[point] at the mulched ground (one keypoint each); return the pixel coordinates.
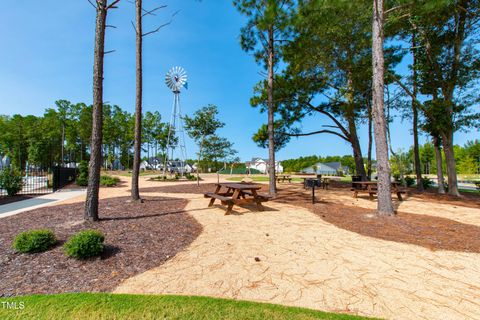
(426, 231)
(139, 236)
(467, 199)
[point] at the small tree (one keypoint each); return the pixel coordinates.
(203, 124)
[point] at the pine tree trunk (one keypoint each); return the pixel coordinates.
(198, 160)
(138, 104)
(385, 205)
(370, 143)
(271, 107)
(438, 160)
(352, 127)
(416, 152)
(95, 163)
(357, 151)
(447, 139)
(63, 142)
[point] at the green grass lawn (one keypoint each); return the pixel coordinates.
(111, 306)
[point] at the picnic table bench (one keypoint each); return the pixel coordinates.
(371, 187)
(283, 178)
(237, 194)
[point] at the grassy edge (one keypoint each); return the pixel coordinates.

-=-=-=-=-

- [Work to do]: Update the records by replacing "pixel coordinates" with "image coordinates" wherever it occurs, leaving everything else unchanged. Omit the pictures from your answer.

- [Answer below]:
[point] at the mulched ground (one keypoint each); return the image coordinates.
(426, 231)
(139, 236)
(467, 199)
[point] at the small tree (one keypoint each); return the image coordinates.
(203, 124)
[point] at the pine tree trunk (one keypoint each); return the image coordinates.
(198, 160)
(138, 104)
(385, 205)
(370, 143)
(271, 107)
(438, 160)
(352, 127)
(416, 152)
(95, 163)
(357, 151)
(447, 139)
(63, 142)
[point] at the green grass lawn (one keypoint each); return the image coordinates.
(111, 306)
[point] at the picnic table bench (one keypoint each); return the image coordinates.
(371, 187)
(283, 178)
(237, 194)
[point] at the grassy edge (one keypoint each); return the image coordinates.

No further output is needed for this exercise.